▶ _課題_
1. 本文抜粋によると、天気予報で雨が降りそうなとき、筆者はバイクと車のどちらに乗るか。
2. オープンカーで聴く音楽についての本文抜粋を、最後の文の後から書き継ぐこと。

▶ _本文抜粋_
_ _ _ _

こばるとライダー日記

Soliloquy of a man riding a motorcycle and a convertible

ロードスター談(4)オープンカーで聴く音楽

休みの日にバイクに乗るか、車に乗るかは、その日の体調や走行距離、天気、写真の機材がいるかいらないか、などで決めます。天気予報を見て、雨が降りそうだったら車です。

 

バイクのツーリングより車のドライブがいいところは、運転しながらドリンクを飲んだり、音楽を聴いたりできるところですね。バイクもヘルメットにヘッドセットをつければ、携帯からBluetooth経由で音楽を聴けますが、エンジン音を楽しみたいので音楽はほとんど聴きません。

 

以前乗っていたロードスターNCは、ソフトトップでしたので、あまり音楽が楽しめる環境ではありませんでした。トップを閉めていても外の音が聞こえてうるさかったです。特に高速やトンネルの中、雨が降っているときなどは、同乗者と大声を出さないと会話ができませんでした。

_ _ _ _

▶ _保存データ_
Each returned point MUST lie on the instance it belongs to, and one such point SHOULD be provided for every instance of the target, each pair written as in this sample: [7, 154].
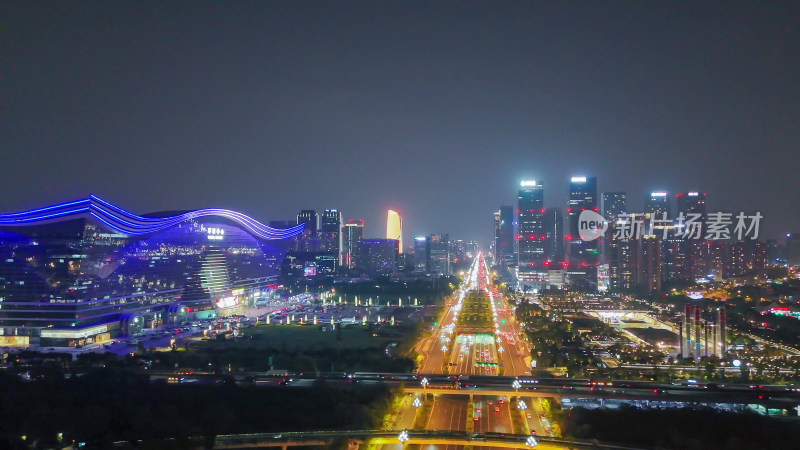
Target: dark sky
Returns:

_ _ _ _

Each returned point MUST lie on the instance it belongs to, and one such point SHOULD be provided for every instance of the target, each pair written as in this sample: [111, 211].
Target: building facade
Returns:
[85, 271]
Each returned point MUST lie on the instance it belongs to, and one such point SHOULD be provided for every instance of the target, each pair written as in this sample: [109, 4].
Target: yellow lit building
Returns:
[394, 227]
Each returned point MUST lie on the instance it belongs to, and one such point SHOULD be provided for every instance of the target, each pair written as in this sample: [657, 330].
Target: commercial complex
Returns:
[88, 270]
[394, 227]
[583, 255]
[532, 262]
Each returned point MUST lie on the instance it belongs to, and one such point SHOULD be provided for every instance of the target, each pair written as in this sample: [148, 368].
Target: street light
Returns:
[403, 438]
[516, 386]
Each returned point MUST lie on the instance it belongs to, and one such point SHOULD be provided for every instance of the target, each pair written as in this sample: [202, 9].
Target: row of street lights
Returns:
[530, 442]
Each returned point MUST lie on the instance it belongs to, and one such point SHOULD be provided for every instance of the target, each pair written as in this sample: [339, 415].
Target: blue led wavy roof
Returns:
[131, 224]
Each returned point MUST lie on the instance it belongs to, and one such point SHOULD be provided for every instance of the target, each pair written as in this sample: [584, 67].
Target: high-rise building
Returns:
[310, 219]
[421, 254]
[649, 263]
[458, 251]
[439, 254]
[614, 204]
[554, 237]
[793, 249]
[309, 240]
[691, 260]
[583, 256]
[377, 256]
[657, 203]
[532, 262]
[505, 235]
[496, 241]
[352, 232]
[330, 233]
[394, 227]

_ _ _ _

▶ _課題別の回答_
1. 車に乗る。

2.
いつもオープンにしているわけではないので、トップを閉じているときも音楽が聞こえないのは不満でした。ハードトップのほうが静かでいいなあ、と思っていました。だからロードスターのNDが発売されても、買い替える気にはなりませんでしたが、ハードトップのRFが出た時にデザインが美しく、音楽も聴けるようになるということで買い替えようと思いました。

 

NCからRFになって、オーディオも使いやすくなっていました。ハードディスクにCDの音楽を記録するようなシステムから、USBメモリーの音楽を再生できるようになったので、メモリーにたくさんのアルバムを保存していて、いつでも好きな曲が選べるようにしています。

 

RFにはオプションでBOSEシステムをつけました。BOSEは店舗や車の中など、環境音がうるさい所で音楽を鳴らすとき、いい仕事をするスピーカーだと思います。NCは、それほどオーディオがよくなかったので、あまり音楽を聴かなかったのですが、RFからはよく音楽を聴くようになりました。

 

気づかなかったのですが、BOSEにしてから、車で聴きやすい音楽と聴きづらい音楽があると思うようになりました。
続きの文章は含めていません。